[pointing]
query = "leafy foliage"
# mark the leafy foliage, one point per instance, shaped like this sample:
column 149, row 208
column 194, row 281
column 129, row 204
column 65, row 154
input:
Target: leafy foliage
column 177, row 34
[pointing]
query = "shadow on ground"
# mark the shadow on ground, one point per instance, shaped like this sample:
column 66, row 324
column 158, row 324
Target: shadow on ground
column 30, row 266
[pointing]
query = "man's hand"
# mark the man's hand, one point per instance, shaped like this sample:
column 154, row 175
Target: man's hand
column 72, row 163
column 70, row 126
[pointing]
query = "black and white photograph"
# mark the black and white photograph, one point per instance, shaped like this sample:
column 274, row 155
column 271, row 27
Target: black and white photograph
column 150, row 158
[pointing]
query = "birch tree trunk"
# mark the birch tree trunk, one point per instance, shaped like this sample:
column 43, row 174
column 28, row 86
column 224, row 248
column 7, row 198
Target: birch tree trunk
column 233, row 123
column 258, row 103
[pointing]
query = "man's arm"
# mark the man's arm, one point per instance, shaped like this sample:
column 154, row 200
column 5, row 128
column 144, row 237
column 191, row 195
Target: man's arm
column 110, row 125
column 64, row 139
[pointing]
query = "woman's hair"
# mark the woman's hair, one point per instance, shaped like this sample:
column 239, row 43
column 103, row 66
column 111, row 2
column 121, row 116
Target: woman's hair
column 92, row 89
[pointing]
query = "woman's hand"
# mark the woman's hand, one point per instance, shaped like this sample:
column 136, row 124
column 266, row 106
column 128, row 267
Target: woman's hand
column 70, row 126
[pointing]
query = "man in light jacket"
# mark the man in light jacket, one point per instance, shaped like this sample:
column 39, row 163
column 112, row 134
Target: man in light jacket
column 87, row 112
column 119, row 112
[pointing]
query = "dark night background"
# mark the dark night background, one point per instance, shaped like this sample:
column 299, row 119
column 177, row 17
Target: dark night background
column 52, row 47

***

Collect each line of the entries that has the word "query", copying it in full.

query = "leafy foliage"
query = "shadow on ground"
query = "man's hand"
query = "black and white photograph"
query = "birch tree trunk"
query = "man's arm"
query = "woman's hair"
query = "woman's hand"
query = "man in light jacket"
query = "dark night background"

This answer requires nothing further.